> **Textauszug**:
-*-
Denn mit Blick auf den ID.3 gibt es momentan viele Fragen: Kommt VWs Elektroauto-Hoffnungsträger rechtzeitig oder fällt der gesamte Zeitplan in sich zusammen? Über Monate ging es beim Wolfsburger Autobauer hin und her, ob das Modell als erstes echtes Elektroauto wie geplant im Sommer an Kunden ausgeliefert werden kann. Hauptsächlich Softwareprobleme waren dafür verantwortlich, dass die ersten Kunden erst im September statt im Juni ihren Neuwagen in Empfang nehmen konnten. Immerhin: Kalendarisch war es da noch Sommer.

Mit dem Wagen nimmt das Elektrozeitalter bei Volkswagen seinen Anfang, eine Zäsur im Konzern. Es sollen Dutzende weitere Modelle folgen, angefangen mit dem SUV ID.4. In wenigen Jahren will der Wolfsburger Konzern zum Weltmarktführer bei Elektroautos aufsteigen.
-*-
> **Angezeigte Daten**:
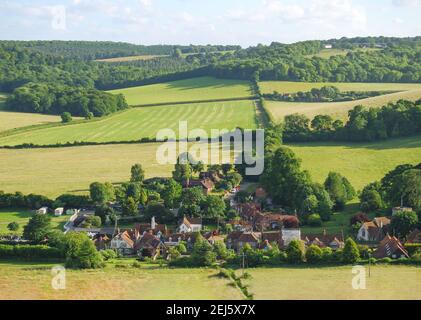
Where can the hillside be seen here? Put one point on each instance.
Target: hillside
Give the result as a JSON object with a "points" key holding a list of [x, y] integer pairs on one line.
{"points": [[190, 90], [338, 110], [137, 123]]}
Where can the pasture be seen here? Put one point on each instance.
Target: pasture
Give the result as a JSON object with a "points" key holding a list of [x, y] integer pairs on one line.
{"points": [[338, 110], [21, 280], [13, 120], [131, 58], [333, 283], [361, 163], [22, 217], [136, 123], [293, 87], [61, 170], [190, 90]]}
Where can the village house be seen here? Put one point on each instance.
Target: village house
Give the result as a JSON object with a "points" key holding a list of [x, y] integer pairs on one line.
{"points": [[400, 209], [206, 184], [414, 237], [58, 212], [124, 242], [390, 247], [189, 225], [333, 241], [374, 230]]}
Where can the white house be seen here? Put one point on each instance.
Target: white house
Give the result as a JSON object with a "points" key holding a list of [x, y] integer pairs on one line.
{"points": [[290, 234], [71, 212], [43, 210], [58, 212], [190, 225]]}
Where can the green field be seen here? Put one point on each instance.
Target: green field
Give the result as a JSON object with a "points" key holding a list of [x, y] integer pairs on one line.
{"points": [[19, 280], [52, 172], [13, 120], [362, 163], [22, 217], [59, 170], [335, 283], [278, 110], [293, 87], [137, 123], [190, 90]]}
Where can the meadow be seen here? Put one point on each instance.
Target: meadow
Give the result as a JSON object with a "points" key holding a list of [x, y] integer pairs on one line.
{"points": [[20, 280], [338, 110], [13, 120], [136, 123], [293, 87], [335, 283], [190, 90], [22, 217], [361, 163]]}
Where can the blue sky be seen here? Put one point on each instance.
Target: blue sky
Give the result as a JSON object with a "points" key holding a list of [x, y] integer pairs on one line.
{"points": [[244, 22]]}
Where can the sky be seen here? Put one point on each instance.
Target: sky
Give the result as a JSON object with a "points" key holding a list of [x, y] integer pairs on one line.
{"points": [[243, 22]]}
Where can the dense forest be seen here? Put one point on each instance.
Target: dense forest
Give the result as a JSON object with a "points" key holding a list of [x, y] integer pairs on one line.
{"points": [[92, 50], [69, 63], [364, 124]]}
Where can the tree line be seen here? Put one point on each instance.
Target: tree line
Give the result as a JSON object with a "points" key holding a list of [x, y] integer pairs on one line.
{"points": [[393, 120]]}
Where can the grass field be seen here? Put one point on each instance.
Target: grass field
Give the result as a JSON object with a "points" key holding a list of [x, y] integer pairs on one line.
{"points": [[362, 163], [52, 172], [137, 123], [338, 110], [293, 87], [196, 89], [22, 217], [33, 281], [12, 120], [335, 283], [59, 170]]}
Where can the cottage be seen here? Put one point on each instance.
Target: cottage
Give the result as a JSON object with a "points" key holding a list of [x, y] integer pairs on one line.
{"points": [[58, 212], [124, 242], [414, 237], [390, 247], [190, 225], [374, 230], [334, 241], [400, 209], [43, 210], [150, 246]]}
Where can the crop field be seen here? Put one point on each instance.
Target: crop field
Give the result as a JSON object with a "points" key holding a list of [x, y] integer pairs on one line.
{"points": [[137, 123], [52, 172], [293, 87], [332, 283], [338, 110], [13, 120], [361, 163], [22, 217], [20, 280], [190, 90]]}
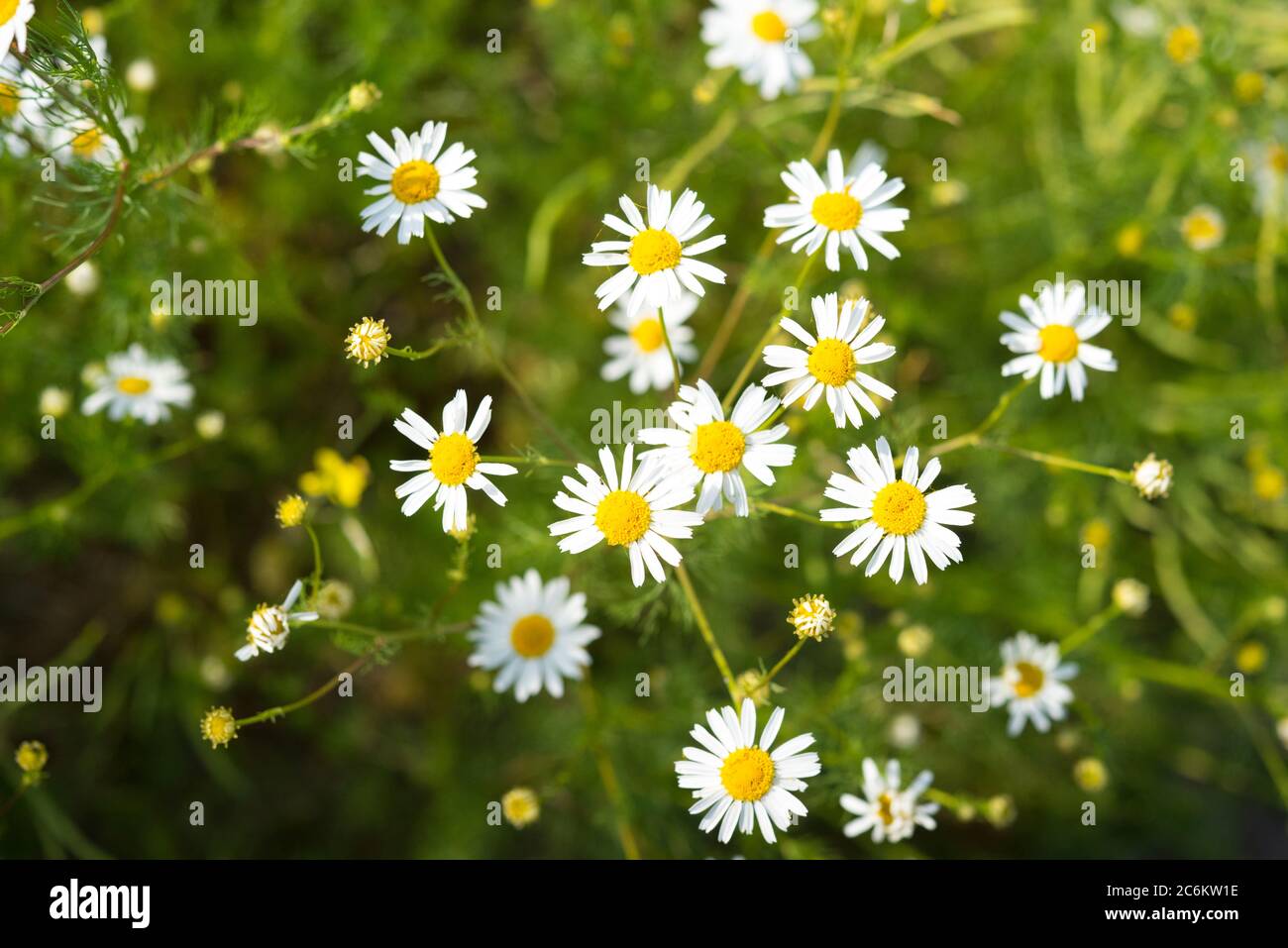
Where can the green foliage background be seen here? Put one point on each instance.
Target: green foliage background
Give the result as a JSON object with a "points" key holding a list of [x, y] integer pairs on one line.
{"points": [[1050, 153]]}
-*-
> **Zu bearbeitende Aufgaben**:
1/ Nennen Sie jede Wortform aus dem Text über den ID.3, die mit „Elektro“ beginnt, jeweils einmal.
2/ Schreiben Sie den Text über den ID.3 im Anschluss an seinen letzten Satz weiter.

> **Antworten je Aufgabe**:
1/ Elektroauto-Hoffnungsträger, Elektroauto, Elektrozeitalter, Elektroautos

2/
Erst Parkplätze, dann womöglich Häfen

Wegen der anhaltenden Verzögerungen mit der Software kam bei Volkswagens Elektropionier ein besonderer Punkt dazu. Die Wolfsburger produzierten das Modell in ihrem sächsischen Werk schon das ganze Jahr – aber über etliche Monate erst einmal ohne die wichtige Software. Die halbfertigen Autos mussten zwischengeparkt werden, sie landeten beim Zwickauer VW-Werk und am nahegelegenen Regionalflughafen im thüringischen Altenburg.

Die Satellitenkameras von Mainfirst wurden dann speziell auf das Zwickauer VW-Werk und den Flughafen Altenburg ausgerichtet. Die Analyse der Satellitenaufnahmen hat ergeben, dass in Zwickau schon im März mehr als 1500 halbfertige ID.3 abgestellt waren. Altenburg erlebte seinen Höhepunkt später im August, als auf dem Flughafen etwa 900 Exemplare abgestellt waren.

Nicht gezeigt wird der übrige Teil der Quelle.